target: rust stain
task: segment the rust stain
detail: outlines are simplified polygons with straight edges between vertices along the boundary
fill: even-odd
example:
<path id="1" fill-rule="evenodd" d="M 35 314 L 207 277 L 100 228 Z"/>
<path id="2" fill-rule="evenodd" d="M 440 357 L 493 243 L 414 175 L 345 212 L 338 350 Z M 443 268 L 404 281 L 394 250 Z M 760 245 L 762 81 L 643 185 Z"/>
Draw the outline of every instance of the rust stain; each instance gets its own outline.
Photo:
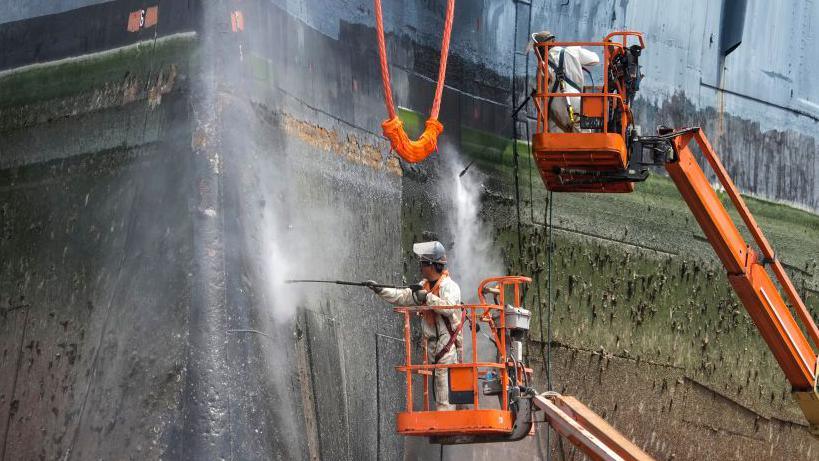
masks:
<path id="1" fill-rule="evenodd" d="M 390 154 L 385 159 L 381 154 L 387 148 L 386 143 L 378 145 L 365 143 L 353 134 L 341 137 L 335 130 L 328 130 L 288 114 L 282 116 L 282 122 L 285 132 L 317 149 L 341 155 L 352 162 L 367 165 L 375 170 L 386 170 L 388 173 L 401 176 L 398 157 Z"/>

# # # #

Can you lay out every line of the entries above as a Markdown table with the columns Row and Text, giving each line its number and skipping blank lines? Leave the pictures out of your table.

• **EXERCISE OUTPUT**
| Row | Text |
|---|---|
| 1 | target: rust stain |
| 2 | task: segment the rust stain |
| 3 | detail: outlines are simplified polygons with straight edges between vertices along the boundary |
| 4 | fill: even-odd |
| 5 | example: |
| 6 | <path id="1" fill-rule="evenodd" d="M 35 314 L 207 277 L 100 228 Z"/> |
| 7 | <path id="2" fill-rule="evenodd" d="M 440 357 L 493 243 L 414 175 L 345 212 L 338 350 Z M 443 268 L 404 281 L 394 250 Z M 760 245 L 762 81 L 643 185 Z"/> |
| 8 | Draw the outline of every instance of the rust stain; each instance gets its own outline. |
| 9 | Photo: |
| 10 | masks: |
| 11 | <path id="1" fill-rule="evenodd" d="M 390 154 L 385 159 L 381 154 L 387 148 L 386 143 L 378 145 L 365 143 L 353 134 L 341 137 L 335 130 L 328 130 L 288 114 L 282 116 L 282 122 L 285 132 L 317 149 L 341 155 L 352 162 L 367 165 L 375 170 L 386 170 L 388 173 L 401 176 L 398 157 Z"/> |